**READING TEXT**.

####

2. The surge absorber according to claim 1, wherein at least one of said
pair of discharge electrodes forms a discharge surface in contact with
said air chamber.
3. The surge absorber according to claim 1, wherein a convexity to induce
discharge is provided on a surface of at least one of said pair of
discharge electrodes, said surface being in contact with said air chamber.
4. The surge absorber according to claim 2, wherein the pair of discharge
electrodes face each other at a prescribed distance which is less than a
length of the housing.
5. The surge absorber according to claim 1, wherein the pair of electrodes
are slidably positionable within the housing.
6. The surge absorber according to claim 1, wherein the pair of discharge
electrodes are disposed within the housing intermediate first and second
ends of the housing.
7. The surge absorber according to claim 1, wherein each of the pair of
discharge electrodes has an outer diameter less than an inner diameter of
the housing so that each discharge electrode is slidably received within
the housing prior to heating the housing.
8. A surge absorber comprising:
a housing;
a pair of discharge electrodes arranged face to face in the housing and
connected to leads or terminals; and
an air chamber provided between said pair of discharge electrodes, wherein
clean and dry air or a mixture of clean and dry air and an active gas or a
mixture of clean and dry air and nitrogen is sealed in said air chamber;
wherein at least one of said pair of discharge electrodes forms a
discharge surface in contact with said air chamber, and wherein the clean
and dry air to be sealed in said air chamber has a humidity of five
percent or less and a cleanliness of 99.99 percent (0.5 .mu.mop) or more.
9. A surge absorber comprising:
a housing;
a pair of discharge electrodes arranged face to face in the housing and
connected to leads or terminals, and
an air chamber provided between said pair of discharge electrodes, wherein
clean and dry air or a mixture of clean and dry air and an active gas or a
mixture of clean and dry air and nitrogen is sealed in said air chamber,
wherein a convexity to induce discharge is provided on a surface of at
least one of said pair of discharge electrodes, said surface being in
contact with said air chamber and wherein the clean and dry air to be
sealed in said air chamber has a humidity of five percent or less and a
cleanliness of 99.99 percent (0.5 .mu.mop) or more.

####

**WRITTEN TASK 1**. Set down the part of the surge absorber text between "5. The surge" and "heating the housing.", inclusive, word for word.
The records bear no relation to the surge absorber text.

####

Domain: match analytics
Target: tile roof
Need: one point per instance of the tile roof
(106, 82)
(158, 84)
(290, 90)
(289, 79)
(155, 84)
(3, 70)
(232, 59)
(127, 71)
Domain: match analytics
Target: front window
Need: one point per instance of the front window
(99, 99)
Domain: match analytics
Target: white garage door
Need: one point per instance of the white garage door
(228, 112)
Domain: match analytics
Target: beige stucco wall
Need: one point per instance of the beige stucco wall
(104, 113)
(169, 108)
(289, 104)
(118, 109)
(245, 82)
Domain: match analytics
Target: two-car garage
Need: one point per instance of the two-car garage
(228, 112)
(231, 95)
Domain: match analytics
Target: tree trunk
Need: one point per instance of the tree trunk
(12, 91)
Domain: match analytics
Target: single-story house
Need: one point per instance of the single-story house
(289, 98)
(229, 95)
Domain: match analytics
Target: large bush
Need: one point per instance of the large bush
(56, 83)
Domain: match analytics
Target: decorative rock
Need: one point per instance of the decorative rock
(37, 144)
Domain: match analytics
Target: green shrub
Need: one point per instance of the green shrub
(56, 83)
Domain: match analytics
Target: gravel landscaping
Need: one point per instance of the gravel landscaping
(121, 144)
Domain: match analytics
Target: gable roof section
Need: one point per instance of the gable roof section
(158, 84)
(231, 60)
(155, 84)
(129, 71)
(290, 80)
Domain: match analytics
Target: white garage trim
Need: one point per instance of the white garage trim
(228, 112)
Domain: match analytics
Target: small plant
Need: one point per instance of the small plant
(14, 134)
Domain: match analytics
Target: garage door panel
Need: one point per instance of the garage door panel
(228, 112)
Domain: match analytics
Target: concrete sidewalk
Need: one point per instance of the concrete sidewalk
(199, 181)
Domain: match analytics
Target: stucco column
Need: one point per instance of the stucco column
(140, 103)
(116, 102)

####

**WRITTEN TASK 2**. Return each line of the records that contains the string "wall", matching case exactly.

**EXERCISE OUTPUT 1**.
5. The surge absorber according to claim 1, wherein the pair of electrodes
are slidably positionable within the housing.
6. The surge absorber according to claim 1, wherein the pair of discharge
electrodes are disposed within the housing intermediate first and second
ends of the housing.
7. The surge absorber according to claim 1, wherein each of the pair of
discharge electrodes has an outer diameter less than an inner diameter of
the housing so that each discharge electrode is slidably received within
the housing prior to heating the housing.

**EXERCISE OUTPUT 2**.
Target: beige stucco wall
Need: one point per instance of the beige stucco wall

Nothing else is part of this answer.